SET PROBLEM: Repeat the listing in full, preserving every character.

== ENTRIES

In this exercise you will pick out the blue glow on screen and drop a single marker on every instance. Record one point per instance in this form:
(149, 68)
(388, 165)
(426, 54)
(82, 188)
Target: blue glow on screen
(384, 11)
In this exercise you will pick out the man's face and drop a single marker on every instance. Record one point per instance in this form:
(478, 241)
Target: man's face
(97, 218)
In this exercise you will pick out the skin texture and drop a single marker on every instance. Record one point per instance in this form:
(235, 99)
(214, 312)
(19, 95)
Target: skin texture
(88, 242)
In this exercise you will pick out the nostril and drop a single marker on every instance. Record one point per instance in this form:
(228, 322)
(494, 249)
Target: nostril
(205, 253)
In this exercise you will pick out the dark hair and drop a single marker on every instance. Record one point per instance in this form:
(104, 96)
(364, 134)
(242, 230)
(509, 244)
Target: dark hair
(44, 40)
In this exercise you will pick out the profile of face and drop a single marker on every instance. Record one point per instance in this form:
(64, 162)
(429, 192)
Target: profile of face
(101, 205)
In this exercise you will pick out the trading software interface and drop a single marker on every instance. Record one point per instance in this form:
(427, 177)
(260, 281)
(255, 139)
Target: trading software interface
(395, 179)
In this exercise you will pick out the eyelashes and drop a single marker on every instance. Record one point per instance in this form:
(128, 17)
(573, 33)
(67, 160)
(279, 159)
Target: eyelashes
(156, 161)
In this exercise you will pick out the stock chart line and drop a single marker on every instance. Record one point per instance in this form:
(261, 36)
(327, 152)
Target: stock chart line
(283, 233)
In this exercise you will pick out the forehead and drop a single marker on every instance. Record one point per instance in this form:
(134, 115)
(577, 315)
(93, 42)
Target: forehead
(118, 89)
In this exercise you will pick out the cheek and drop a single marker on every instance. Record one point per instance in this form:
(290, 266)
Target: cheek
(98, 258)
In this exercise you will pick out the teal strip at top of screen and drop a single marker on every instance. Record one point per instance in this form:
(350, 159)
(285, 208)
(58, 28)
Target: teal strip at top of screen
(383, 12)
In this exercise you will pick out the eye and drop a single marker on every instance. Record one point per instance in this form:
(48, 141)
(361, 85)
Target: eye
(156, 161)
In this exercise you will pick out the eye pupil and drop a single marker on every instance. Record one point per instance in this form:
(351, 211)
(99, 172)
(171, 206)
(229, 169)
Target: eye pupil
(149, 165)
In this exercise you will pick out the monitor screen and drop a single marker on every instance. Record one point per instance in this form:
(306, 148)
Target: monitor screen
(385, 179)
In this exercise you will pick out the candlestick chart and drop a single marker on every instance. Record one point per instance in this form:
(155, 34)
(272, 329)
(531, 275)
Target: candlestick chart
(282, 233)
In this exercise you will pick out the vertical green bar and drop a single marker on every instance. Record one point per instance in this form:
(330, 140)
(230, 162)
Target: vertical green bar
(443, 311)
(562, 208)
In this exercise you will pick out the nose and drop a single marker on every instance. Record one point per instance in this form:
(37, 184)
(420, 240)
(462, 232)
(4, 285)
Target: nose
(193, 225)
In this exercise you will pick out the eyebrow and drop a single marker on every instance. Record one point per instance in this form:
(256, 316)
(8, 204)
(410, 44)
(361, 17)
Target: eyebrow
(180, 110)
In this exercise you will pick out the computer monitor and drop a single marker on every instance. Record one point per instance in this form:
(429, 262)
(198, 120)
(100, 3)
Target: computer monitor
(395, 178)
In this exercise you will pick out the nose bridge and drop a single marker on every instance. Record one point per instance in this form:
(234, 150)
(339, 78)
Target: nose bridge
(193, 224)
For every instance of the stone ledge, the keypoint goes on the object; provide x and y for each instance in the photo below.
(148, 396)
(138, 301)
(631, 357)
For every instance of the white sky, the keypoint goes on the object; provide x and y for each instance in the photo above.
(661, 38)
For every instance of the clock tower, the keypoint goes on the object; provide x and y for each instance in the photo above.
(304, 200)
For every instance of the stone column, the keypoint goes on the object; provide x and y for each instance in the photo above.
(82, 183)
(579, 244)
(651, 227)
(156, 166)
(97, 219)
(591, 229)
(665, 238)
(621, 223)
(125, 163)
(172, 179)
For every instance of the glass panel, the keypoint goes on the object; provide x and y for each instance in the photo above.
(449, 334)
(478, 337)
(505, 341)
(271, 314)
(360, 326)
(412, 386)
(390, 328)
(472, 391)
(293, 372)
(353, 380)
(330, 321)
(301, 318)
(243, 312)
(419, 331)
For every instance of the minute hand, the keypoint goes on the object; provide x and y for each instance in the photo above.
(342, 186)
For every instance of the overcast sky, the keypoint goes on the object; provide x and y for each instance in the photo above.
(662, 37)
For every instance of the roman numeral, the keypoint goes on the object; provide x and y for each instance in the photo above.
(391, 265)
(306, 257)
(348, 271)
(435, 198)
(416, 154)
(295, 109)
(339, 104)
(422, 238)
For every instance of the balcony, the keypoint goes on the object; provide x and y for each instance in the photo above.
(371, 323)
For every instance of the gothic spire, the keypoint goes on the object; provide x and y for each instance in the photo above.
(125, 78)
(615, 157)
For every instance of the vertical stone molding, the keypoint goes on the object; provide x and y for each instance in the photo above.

====

EXERCISE RESPONSE:
In this exercise you will pick out the blue glow on screen and drop a single marker on every instance. Record one point per instance in this form:
(149, 68)
(388, 165)
(426, 54)
(82, 188)
Target: blue glow on screen
(384, 11)
In this exercise you will pick out the man's face and drop a single marker on every instance. Record one point per instance in this form:
(478, 241)
Target: man's face
(97, 218)
In this exercise you will pick out the skin texture and drop a single marker on every instance. Record one point per instance in this form:
(235, 99)
(214, 312)
(19, 95)
Target: skin texture
(88, 242)
In this exercise you will pick out the nostril and drop a single marker on every instance. Record one point per instance in this form:
(228, 322)
(494, 249)
Target: nostril
(205, 253)
In this exercise you will pick out the dark hair and drop a single marker on every instance. Record one point per instance in this form:
(104, 96)
(364, 134)
(242, 230)
(509, 244)
Target: dark hair
(44, 40)
In this exercise you will pick out the profile of face and drop a single marker on every instance. Record one point per instance in this form:
(64, 162)
(429, 192)
Target: profile of face
(101, 205)
In this exercise you will pick out the trading software interface and drop a single marker on every instance. Record one point per instance in this form:
(427, 177)
(260, 281)
(255, 139)
Target: trading software interface
(395, 179)
In this exercise you will pick out the eyelashes and drop a single marker on every instance. Record one point per instance in this form:
(128, 17)
(573, 33)
(67, 160)
(279, 159)
Target: eyelashes
(156, 161)
In this exercise you will pick out the stock chart line and drop a single marker on every instance. Record one point per instance in this form:
(261, 36)
(327, 152)
Target: stock chart line
(283, 233)
In this exercise you will pick out the forehead and drop a single marker on every instance. Record one point per instance in this form:
(134, 115)
(577, 315)
(93, 42)
Target: forehead
(118, 89)
In this exercise you will pick out the cheek and drop a single marker on every instance. Record one point per instance in this form:
(290, 266)
Target: cheek
(98, 258)
In this exercise you will pick out the teal strip at top of screen and drop a single marker on every instance. Record one point per instance in this form:
(350, 159)
(285, 208)
(58, 28)
Target: teal strip at top of screen
(383, 12)
In this exercise you will pick out the eye and drop a single marker on every instance. Record one point per instance in this form:
(48, 141)
(361, 85)
Target: eye
(156, 161)
In this exercise you will pick out the eye pupil and drop a single marker on every instance. Record one point per instance in this form:
(351, 211)
(99, 172)
(171, 206)
(229, 169)
Target: eye pupil
(149, 165)
In this exercise you will pick out the monitor screen and drop a single marker on every instance. Record one point per instance in this form:
(306, 148)
Target: monitor screen
(385, 179)
In this exercise you will pick out the candlestick chart and drop a single marker on every instance. Record one point per instance in this form:
(155, 34)
(272, 329)
(531, 275)
Target: candlestick chart
(282, 233)
In this exercise you will pick out the vertical green bar and drop a single marker on every instance. Record one point per instance in this form:
(330, 140)
(230, 162)
Target: vertical green bar
(443, 311)
(562, 208)
In this exercise you will pick out the nose and drop a single marker on every instance. Record one point per instance in this form:
(37, 184)
(420, 240)
(462, 232)
(4, 285)
Target: nose
(193, 225)
In this exercise you will pick out the eyebrow and drop a single marker on every instance. Record one point per instance in this form:
(256, 316)
(8, 204)
(410, 44)
(361, 17)
Target: eyebrow
(180, 110)
In this exercise you will pick out the computer monitor and drop a single marker on every instance. Record one point per instance in this form:
(429, 262)
(198, 120)
(100, 3)
Target: computer monitor
(395, 178)
In this exercise you will pick out the nose bridge and drop a single marker on every instance. Record one point per instance in this form:
(234, 150)
(339, 78)
Target: nose bridge
(193, 224)
For every instance of the stone ledge, the keypoint goes on the object; provide x and y for each instance in the photo below.
(148, 396)
(138, 301)
(631, 357)
For every instance of the white sky, the keypoint goes on the object; provide x and y for each instance in the photo above.
(661, 38)
For every instance of the clock tower, the keypoint goes on the object; provide x and y for each instance in the photo above.
(304, 200)
For every instance of the stone column, the keypoint goes on the object; provide x and y for each instance in the photo above.
(82, 183)
(579, 244)
(651, 227)
(156, 166)
(97, 219)
(591, 229)
(665, 238)
(621, 223)
(125, 163)
(172, 179)
For every instance of the glass panel, the keypoint goes on the object; provide x and y for each instance in the photo above.
(449, 334)
(478, 337)
(505, 341)
(271, 314)
(360, 326)
(412, 386)
(390, 328)
(472, 391)
(293, 372)
(353, 380)
(330, 321)
(301, 318)
(243, 312)
(419, 331)
For every instance of the minute hand, the keypoint goes on the object; provide x and y for each instance in the photo above.
(342, 186)
For every instance of the overcast sky, the keypoint goes on the object; provide x and y for each instance in the photo above.
(662, 37)
For every instance of the roman numeral, the keypoint goes on the object; provide x and y for each instance in the photo above.
(391, 265)
(306, 257)
(348, 271)
(435, 198)
(416, 154)
(295, 109)
(339, 104)
(422, 238)
For every instance of the balcony, the keypoint goes on the object; provide x and y for each instance in the photo above.
(371, 323)
For every instance of the gothic spire, the keypoint goes on the object; provide x and y for each instance in the photo above.
(125, 78)
(615, 157)
For every instance of the vertical stone molding, the keypoint goes on the object; provide x and y for each instance in the photo above.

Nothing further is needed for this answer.